_Excerpted passage_
These are achievements of the recent past. What advances can we
hope for in the next few years? While nobody can predict the future, there
are certain areas where it is possible to visualise important and exciting
discoveries. Intensive coronary care, for all the benefit it has brought, is still
in a relatively primitive stage of its development. As with many forms of
treatment in the early years of discovery, it is complex and expensive. There
is little doubt that further investigation will lead to the discovery of more
sophisticated machines and new and more effective drugs. This will give us
safer, more effective and cheaper treatment for coronary patients.
Heart surgery too is plainly capable of great developments. The
advances which benefit the coronary patient will also help patients in the
crucial period following a major heart operation, and we can look forward to
a safer and more comfortable after-care. A further leap forward may well
follow a more detailed knowledge of the immune mechanism by which the
body rejects the introduction of foreign tissue. If it could once be overcome,
and a satisfactory system of longterm storage of human tissue developed, a
new chapter would open up for the heart surgeons.

_Problems to solve_
1. List the qualities that the passage on coming advances in heart treatment says coronary patients' treatment will gain.
2. For each statement, say whether it agrees with the passage on coming advances in heart treatment, and quote the words that decide it. (a) Intensive coronary care has reached a mature stage of development. (b) Advances that benefit the coronary patient will also help patients after a major heart operation. (c) The body's rejection of foreign tissue has already been overcome.
3. Continue the passage on coming advances in heart treatment from its final sentence.

_Excerpted records_
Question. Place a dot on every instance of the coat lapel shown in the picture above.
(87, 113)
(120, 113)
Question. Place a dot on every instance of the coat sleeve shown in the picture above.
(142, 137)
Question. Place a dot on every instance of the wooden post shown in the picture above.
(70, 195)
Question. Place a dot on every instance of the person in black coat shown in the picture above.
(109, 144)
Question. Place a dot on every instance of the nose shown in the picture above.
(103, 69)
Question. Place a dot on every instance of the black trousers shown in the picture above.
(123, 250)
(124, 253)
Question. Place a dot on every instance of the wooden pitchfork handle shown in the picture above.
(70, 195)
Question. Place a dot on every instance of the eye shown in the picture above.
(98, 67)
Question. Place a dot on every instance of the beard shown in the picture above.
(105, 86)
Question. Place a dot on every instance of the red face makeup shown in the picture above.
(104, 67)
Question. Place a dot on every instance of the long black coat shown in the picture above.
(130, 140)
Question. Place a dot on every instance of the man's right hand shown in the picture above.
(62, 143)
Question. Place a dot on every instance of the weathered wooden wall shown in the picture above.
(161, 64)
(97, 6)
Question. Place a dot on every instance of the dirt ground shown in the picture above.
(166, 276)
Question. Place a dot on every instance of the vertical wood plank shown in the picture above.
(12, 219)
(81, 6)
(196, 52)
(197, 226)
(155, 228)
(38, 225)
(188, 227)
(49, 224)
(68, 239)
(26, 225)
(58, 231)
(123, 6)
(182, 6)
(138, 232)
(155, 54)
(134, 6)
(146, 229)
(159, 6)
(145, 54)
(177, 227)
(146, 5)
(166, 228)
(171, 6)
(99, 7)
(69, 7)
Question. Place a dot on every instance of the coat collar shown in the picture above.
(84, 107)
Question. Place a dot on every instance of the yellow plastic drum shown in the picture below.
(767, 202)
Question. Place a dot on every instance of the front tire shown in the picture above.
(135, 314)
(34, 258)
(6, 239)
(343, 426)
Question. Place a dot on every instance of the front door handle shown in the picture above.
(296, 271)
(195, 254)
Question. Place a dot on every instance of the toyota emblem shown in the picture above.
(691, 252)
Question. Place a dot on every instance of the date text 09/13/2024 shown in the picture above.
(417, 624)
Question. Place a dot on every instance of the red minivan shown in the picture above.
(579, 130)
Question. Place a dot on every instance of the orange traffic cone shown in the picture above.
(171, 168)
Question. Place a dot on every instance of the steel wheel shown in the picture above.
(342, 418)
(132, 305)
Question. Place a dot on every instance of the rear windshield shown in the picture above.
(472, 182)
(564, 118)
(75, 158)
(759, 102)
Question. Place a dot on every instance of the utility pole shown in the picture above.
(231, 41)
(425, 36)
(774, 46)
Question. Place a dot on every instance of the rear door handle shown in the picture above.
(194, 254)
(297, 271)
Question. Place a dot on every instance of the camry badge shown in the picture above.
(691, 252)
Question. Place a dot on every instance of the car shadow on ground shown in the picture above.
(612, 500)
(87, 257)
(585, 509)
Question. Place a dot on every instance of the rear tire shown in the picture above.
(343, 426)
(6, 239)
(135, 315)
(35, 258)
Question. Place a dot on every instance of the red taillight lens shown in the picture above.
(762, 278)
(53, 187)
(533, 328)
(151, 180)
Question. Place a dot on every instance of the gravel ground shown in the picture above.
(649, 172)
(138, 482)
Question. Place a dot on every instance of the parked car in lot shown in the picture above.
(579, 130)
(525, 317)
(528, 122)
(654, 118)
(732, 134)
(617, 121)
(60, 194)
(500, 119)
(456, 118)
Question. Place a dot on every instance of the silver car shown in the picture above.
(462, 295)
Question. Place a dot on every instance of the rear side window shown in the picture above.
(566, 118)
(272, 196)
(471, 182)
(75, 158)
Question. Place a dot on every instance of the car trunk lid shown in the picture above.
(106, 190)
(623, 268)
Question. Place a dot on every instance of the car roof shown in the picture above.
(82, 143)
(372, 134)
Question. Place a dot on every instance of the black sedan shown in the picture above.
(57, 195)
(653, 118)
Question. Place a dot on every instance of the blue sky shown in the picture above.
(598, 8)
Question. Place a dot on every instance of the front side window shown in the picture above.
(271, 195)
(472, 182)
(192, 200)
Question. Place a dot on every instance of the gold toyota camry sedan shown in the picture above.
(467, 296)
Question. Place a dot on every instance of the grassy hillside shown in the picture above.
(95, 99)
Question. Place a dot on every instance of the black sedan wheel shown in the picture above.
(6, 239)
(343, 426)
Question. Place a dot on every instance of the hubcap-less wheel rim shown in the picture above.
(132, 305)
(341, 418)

_Numbered responses_
1. safer, more effective, cheaper

2.
(a) No: "is still in a relatively primitive stage of its development"
(b) Yes: "will also help patients in the crucial period following a major heart operation"
(c) No: "If it could once be overcome"

3.
Past experience in the elimination of other killer diseases such as
polio, tuberculosis, smallpox, diphtheria, typhoid and many infectious
illnesses has shown that it is research work in the laboratory that has led to
the understanding of their cause and successful treatment. In coronary
thrombosis it will be intensive work in the laboratory on the causes of blood
coagulation and damaged arteries that will lead us to the solution of the
cause of coronary attacks and their future elimination.